● What is required:
From the line containing "Where can the tree" up to and including the last row below, what do those lines read like when repeated in full, requests included, with every coordinate in the answer points shifted by -71?

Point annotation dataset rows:
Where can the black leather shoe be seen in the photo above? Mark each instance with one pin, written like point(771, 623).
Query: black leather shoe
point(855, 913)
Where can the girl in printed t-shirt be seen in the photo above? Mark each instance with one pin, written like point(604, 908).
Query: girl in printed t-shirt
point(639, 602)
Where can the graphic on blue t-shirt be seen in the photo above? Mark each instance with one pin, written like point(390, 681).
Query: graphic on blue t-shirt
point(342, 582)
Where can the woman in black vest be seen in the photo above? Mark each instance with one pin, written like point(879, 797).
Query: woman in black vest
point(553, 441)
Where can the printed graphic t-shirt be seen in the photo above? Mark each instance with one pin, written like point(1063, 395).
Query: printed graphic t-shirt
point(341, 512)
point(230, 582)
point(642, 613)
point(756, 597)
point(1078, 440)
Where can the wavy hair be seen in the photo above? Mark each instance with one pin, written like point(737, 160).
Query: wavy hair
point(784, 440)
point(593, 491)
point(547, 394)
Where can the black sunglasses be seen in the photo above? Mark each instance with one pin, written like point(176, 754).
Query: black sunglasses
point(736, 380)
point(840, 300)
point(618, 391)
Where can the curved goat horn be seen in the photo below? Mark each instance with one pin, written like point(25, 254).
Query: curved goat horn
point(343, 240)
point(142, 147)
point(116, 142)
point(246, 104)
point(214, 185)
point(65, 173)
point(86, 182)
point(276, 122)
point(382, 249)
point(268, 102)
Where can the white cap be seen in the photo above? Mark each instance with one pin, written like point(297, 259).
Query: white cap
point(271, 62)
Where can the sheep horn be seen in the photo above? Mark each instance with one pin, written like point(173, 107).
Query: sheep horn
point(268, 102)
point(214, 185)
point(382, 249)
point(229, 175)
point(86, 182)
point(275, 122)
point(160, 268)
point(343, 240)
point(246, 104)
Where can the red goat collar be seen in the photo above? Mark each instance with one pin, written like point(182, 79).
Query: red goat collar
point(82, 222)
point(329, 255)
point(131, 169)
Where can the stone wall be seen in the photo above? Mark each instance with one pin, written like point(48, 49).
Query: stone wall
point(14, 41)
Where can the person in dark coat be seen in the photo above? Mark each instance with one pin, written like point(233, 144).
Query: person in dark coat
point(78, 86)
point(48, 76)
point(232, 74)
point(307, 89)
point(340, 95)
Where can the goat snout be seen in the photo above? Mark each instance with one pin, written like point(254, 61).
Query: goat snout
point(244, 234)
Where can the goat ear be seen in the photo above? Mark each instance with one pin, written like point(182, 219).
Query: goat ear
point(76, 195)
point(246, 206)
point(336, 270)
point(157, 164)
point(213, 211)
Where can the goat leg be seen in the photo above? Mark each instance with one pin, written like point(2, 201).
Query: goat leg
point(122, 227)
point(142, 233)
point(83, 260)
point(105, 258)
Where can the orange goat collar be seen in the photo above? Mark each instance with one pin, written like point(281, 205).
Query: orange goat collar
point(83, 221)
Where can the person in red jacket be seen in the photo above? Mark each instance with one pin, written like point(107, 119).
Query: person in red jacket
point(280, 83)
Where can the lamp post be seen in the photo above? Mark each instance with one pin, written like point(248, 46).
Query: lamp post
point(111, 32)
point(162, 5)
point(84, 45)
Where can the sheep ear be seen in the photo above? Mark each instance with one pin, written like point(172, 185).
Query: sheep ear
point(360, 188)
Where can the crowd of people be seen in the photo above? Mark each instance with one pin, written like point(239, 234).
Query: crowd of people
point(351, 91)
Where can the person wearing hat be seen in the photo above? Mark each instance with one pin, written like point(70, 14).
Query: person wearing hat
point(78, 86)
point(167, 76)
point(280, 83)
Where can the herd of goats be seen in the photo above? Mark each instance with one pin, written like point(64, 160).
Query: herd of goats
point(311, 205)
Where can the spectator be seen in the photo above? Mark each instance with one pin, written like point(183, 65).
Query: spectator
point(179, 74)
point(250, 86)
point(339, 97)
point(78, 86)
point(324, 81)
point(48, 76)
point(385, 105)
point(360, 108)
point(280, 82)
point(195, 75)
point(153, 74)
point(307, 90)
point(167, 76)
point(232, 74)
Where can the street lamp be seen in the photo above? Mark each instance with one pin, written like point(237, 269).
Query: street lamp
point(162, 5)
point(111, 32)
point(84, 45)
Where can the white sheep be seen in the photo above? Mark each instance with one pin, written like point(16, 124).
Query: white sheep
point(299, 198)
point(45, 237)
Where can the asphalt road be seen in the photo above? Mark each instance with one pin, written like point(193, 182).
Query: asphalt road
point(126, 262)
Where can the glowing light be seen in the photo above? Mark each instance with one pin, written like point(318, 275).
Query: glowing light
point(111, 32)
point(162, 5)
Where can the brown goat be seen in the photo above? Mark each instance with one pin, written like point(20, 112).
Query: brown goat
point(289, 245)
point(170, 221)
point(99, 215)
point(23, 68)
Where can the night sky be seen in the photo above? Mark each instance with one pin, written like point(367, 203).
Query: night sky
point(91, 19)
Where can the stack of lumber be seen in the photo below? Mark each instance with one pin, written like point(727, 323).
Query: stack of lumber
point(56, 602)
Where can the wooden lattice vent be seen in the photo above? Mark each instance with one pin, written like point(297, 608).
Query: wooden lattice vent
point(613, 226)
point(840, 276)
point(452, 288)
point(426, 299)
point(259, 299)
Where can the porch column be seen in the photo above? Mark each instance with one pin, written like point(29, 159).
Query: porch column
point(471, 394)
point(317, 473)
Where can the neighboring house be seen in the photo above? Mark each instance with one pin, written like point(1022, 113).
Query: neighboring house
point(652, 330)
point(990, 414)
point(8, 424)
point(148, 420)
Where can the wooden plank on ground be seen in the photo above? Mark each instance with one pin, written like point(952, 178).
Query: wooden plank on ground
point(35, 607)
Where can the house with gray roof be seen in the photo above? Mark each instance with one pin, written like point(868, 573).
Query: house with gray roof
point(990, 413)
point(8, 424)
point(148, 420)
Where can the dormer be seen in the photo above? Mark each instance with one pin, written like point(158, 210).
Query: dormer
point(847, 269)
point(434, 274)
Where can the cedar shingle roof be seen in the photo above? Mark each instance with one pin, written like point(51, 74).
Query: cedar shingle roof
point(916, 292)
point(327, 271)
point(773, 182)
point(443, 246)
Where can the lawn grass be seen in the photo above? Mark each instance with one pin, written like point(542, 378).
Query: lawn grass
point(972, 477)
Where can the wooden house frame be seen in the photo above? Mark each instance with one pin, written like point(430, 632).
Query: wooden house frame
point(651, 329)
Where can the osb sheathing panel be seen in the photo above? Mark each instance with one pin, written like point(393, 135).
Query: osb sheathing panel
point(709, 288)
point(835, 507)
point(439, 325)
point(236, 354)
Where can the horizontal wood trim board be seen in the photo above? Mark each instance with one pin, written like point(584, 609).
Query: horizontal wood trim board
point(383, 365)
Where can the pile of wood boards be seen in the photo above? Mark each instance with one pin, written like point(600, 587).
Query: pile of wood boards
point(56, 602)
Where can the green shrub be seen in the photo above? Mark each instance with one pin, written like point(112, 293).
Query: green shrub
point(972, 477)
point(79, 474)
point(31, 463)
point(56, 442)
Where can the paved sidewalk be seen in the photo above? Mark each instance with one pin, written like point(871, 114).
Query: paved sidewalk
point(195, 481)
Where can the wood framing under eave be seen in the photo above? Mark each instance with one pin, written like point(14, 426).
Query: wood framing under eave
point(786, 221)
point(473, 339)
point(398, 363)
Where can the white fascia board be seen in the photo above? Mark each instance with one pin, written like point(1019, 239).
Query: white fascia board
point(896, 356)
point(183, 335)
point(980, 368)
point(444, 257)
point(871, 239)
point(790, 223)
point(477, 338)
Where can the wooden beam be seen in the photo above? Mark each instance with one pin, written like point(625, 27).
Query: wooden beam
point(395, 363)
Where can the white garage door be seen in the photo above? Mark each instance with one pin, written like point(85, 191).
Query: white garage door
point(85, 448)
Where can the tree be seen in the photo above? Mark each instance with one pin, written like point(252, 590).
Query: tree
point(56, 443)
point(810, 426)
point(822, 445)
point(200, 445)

● Solved problem:
Where can the tree be seen in the photo above? Mark each instance with one pin, written like point(252, 590).
Query: tree
point(-15, 372)
point(739, 355)
point(751, 374)
point(129, 374)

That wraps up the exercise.